[Point-per-instance localization data]
==========

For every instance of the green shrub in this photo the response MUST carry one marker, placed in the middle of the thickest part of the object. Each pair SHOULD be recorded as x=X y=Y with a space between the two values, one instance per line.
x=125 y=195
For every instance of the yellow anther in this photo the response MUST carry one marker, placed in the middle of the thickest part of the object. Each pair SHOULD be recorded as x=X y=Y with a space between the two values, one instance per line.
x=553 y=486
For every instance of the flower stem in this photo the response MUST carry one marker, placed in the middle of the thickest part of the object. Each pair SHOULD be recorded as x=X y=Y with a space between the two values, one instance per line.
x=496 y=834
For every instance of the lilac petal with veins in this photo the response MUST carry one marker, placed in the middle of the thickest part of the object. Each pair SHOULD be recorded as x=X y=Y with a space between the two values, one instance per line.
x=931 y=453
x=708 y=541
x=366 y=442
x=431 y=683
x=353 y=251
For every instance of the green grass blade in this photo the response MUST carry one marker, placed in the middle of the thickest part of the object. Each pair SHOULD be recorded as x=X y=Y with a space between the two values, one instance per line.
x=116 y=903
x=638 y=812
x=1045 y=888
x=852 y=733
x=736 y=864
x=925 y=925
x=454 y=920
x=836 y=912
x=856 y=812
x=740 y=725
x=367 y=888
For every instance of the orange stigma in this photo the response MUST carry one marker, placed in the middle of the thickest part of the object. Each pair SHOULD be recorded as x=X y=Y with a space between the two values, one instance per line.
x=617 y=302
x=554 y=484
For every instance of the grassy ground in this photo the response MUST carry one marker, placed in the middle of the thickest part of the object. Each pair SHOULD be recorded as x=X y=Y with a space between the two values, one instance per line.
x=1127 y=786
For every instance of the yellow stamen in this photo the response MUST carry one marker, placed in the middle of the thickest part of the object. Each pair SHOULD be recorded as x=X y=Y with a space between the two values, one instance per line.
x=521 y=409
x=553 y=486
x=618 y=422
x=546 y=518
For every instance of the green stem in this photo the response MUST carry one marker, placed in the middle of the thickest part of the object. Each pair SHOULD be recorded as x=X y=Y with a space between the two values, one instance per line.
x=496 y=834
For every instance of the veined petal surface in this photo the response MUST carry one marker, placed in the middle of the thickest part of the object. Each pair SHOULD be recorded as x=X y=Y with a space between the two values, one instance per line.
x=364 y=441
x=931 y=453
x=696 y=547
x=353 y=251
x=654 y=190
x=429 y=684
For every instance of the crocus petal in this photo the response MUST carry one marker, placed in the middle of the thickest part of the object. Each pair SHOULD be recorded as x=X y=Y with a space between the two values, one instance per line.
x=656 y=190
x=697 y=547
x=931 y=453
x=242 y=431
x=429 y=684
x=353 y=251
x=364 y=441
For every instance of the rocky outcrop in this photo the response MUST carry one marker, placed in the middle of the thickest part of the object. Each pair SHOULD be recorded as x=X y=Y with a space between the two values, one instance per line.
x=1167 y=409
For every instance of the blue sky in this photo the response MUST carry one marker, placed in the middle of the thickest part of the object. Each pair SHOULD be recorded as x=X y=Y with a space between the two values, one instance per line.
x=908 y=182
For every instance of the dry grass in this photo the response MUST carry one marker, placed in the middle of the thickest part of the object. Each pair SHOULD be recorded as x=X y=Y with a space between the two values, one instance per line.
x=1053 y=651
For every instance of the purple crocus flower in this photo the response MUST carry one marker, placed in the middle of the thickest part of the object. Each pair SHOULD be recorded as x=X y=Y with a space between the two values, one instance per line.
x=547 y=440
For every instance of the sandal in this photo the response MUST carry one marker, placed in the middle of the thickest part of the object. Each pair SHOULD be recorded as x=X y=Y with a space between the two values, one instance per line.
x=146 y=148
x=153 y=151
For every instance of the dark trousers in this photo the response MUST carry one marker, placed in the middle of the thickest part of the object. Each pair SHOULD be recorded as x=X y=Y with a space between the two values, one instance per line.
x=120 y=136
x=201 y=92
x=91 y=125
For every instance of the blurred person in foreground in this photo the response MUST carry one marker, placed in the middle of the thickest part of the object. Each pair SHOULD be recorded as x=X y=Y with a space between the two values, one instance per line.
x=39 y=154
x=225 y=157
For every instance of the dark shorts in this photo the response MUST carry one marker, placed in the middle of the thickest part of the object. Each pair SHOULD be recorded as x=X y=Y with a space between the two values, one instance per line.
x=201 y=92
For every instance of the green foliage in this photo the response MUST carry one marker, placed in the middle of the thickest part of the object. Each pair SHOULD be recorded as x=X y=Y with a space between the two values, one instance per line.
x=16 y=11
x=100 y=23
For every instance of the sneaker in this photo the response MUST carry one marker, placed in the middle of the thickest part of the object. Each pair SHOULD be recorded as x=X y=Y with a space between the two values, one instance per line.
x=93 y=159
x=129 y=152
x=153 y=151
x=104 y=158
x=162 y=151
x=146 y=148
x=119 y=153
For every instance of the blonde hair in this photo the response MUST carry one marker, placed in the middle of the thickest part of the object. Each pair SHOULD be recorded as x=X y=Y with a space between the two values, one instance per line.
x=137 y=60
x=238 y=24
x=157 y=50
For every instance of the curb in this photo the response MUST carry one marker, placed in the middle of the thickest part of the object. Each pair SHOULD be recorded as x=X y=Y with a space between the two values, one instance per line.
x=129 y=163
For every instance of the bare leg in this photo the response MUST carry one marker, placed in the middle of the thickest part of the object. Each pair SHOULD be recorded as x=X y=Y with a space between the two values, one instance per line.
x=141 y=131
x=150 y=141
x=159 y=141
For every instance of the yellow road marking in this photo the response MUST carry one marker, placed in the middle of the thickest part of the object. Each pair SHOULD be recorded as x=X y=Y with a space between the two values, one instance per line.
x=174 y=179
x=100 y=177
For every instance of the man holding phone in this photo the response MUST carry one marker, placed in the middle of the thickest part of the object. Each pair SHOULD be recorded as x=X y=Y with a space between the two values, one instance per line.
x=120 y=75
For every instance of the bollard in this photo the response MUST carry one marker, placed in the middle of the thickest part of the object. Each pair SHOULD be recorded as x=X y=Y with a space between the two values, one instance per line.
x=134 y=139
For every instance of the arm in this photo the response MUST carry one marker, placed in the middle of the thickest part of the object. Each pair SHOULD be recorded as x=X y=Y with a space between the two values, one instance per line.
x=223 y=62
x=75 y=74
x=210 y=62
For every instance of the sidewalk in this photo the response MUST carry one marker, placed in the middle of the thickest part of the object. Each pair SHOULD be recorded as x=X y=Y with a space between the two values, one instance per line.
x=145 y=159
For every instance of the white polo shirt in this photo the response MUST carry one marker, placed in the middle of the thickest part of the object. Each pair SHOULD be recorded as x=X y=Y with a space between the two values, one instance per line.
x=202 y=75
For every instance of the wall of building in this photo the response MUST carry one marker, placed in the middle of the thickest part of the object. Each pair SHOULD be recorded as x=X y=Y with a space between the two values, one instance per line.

==========

EXERCISE DESCRIPTION => None of the lines above may be skipped. Transcribe each one exactly.

RESULT OF THIS EXERCISE =>
For every instance of the green shrub in this photo the response MUST carry one marker, placed in the middle of the thickest part of the object. Each pair SHOULD be recorded as x=X y=Y with a space between the two values, one instance per line.
x=125 y=195
For every instance of the yellow anther in this photo the response MUST carry one marker, placed in the middle of the thickest part of the object. Each pair SHOULD be recorded as x=X y=Y with a space between the two values, one instance per line.
x=553 y=486
For every instance of the flower stem in this photo the response MUST carry one marker, placed in the middle of the thickest part of the object. Each pair SHOULD be recorded as x=X y=Y with a space between the two values, one instance per line.
x=496 y=834
For every instance of the lilac petal with veins in this photo the response MUST carry one marker, placed in the middle of the thickest part of the object. Each pair SHOULD be recorded as x=X y=Y with a space between the two values, one instance per line.
x=931 y=453
x=708 y=541
x=366 y=442
x=431 y=683
x=353 y=251
For every instance of the green grass blade in this photo the response MUST carry one marker, placed in the middle of the thickest part of the object. Each pair SHOULD be recorded as x=X y=Y with a space between the two values, one instance per line.
x=116 y=903
x=638 y=812
x=1045 y=888
x=852 y=733
x=736 y=864
x=925 y=925
x=454 y=920
x=836 y=912
x=856 y=812
x=740 y=725
x=367 y=888
For every instance of the orange stigma in this photo the response MUST carry one marker, placed in the middle of the thickest part of the object. Each pair SHOULD be recorded as x=X y=Y with a space between the two values, one instance per line.
x=617 y=302
x=554 y=484
For every instance of the grassy ground in this photo the response MUST carry one marker, placed in the middle of the thickest part of the object. Each pair SHOULD be recorded as x=X y=Y with a space between the two values, one instance per line.
x=1127 y=786
For every instance of the yellow stamen in this photo the response MUST carry one marker, placed in the middle of the thickest part of the object. Each pair SHOULD be recorded as x=X y=Y with a space between the two values, one instance per line.
x=521 y=409
x=553 y=486
x=618 y=422
x=546 y=518
For every instance of the green stem in this photo the response MUST carry one marker, placed in the middle of the thickest part of the object. Each pair SHOULD be recorded as x=X y=Y with a space between the two values, one instance per line.
x=496 y=834
For every instance of the veined petal surface in this photo the response MUST carry one marker, placed in the middle of the thickest part of the object. Each pair SHOULD be recorded as x=X y=Y with a space between the two values, one instance per line.
x=364 y=441
x=931 y=453
x=696 y=547
x=353 y=251
x=654 y=190
x=429 y=684
For every instance of the crocus petal in this photo the response MUST carry one marker, placed in the middle of the thickest part of the object. Each pair SHOULD be recorded as x=X y=Y with a space between the two values, one instance per line.
x=656 y=190
x=697 y=547
x=931 y=453
x=242 y=431
x=429 y=684
x=353 y=251
x=364 y=441
For every instance of the rocky outcrop in this photo the response MUST carry one marker, placed in the middle of the thickest part of the object. Each pair SHOULD be recorded as x=X y=Y with a space between the two values, one instance per line.
x=1167 y=409
For every instance of the blue sky in this photo the response MUST carry one marker, placed in the middle of the thickest part of the object. Each pair SHOULD be recorded as x=X y=Y with a space between the two values, one instance per line.
x=908 y=182
For every instance of the dry grass in this photo the response MUST carry one marker, placed in the middle of the thickest part of the object. Each pair SHOULD be recorded as x=X y=Y with a space between the two values, one instance per line.
x=1053 y=651
For every instance of the purple crocus flower in this photo the response MUST carry one marker, placed in the middle of the thickest part of the object. Each pair SHOULD be recorded as x=X y=Y with a space between the two values, one instance per line.
x=547 y=440
For every instance of the sandal in this photo the response MUST carry one marker, placed in the middle of the thickest part of the object. Each pair SHOULD be recorded as x=X y=Y with a space between the two values, one instance per line.
x=146 y=148
x=153 y=151
For every instance of the dark trousers in this photo the response MUST carry one marker, placed in the middle of the thickest part of the object. Each pair SHOULD be recorded as x=X y=Y with a space between the two values, one instance per line.
x=120 y=136
x=201 y=92
x=91 y=125
For every instance of the blurred person in foreground in this photo the response MUST carry one marker, placed in the middle of the thickest part of the object. Each pair SHOULD be recorded as x=X y=Y with a space between the two values, one instance per line.
x=39 y=154
x=225 y=157
For every instance of the dark shorts in this photo the response MUST carry one marker, placed in the middle of the thickest part of the object. Each pair SHOULD be recorded as x=X y=Y with a space between the two values, one instance per line.
x=201 y=92
For every instance of the green foliage in this photo the response MUST carry one marker, placed in the middle of the thickest part of the object. Each pair SHOULD be recorded as x=X y=Y with a space between the two values, one instance per line.
x=16 y=11
x=100 y=23
For every instance of the sneaker in this photo the response MUST carry one marker, placed in the middle of the thickest part of the object. Each pair SHOULD be recorded as x=X y=Y with a space between the two values, one instance per line.
x=93 y=159
x=129 y=152
x=153 y=151
x=104 y=158
x=162 y=151
x=146 y=148
x=119 y=153
For every instance of the blonde hair in this photo the response MUST carry one marker, placed in the middle of the thickest part of the object. Each pair SHOULD be recorded as x=X y=Y with a space between the two values, one instance per line.
x=137 y=60
x=238 y=24
x=157 y=50
For every instance of the curb in this photo the response MUST carry one marker, placed in the middle of the thickest part of the object. Each pair SHOULD be recorded as x=X y=Y with a space between the two values, one instance per line.
x=129 y=163
For every instance of the bare leg in this photo the response MUST carry one marker, placed in the middle of the thickest part of the object. Each pair SHOULD be recorded as x=X y=Y with a space between the two values, one instance per line.
x=141 y=131
x=150 y=141
x=159 y=141
For every instance of the yellow road marking in this photo the response MUST carry one marker, placed in the middle of the thickest part of the object. Each pair SHOULD be recorded as x=X y=Y with a space between the two values, one instance per line.
x=174 y=179
x=100 y=177
For every instance of the man holding phone in this photo the response MUST carry one marker, placed in the middle of the thickest part of the object. Each pair SHOULD be recorded as x=X y=Y with a space between the two values, one instance per line.
x=120 y=75
For every instance of the bollard in this photo the response MUST carry one marker, placed in the middle of the thickest part of the object. Each pair SHOULD be recorded as x=X y=Y with a space between the two values, one instance per line.
x=134 y=139
For every instance of the arm in this photo the response MUST carry one marker, placed in the middle of the thickest part of the object. Each pair SHOULD be recorded as x=X y=Y with a space between the two values, one instance per line.
x=223 y=62
x=75 y=74
x=210 y=62
For every instance of the sidewalk in this photo the response MUST carry one marker, placed in the middle of the thickest part of the object. Each pair SHOULD be recorded as x=X y=Y with a space between the two values, one instance per line.
x=145 y=159
For every instance of the white polo shirt in this photo the response MUST carry one marker, placed in the middle of the thickest part of the object. Each pair SHOULD be recorded as x=X y=Y with a space between the two values, one instance per line.
x=202 y=75
For every instance of the wall of building in this photo the response MUST carry one marker, placed in the middle of the thickest part of the object. Each pair SHOULD be recorded as x=X y=Y with a space between the two values, one instance per line.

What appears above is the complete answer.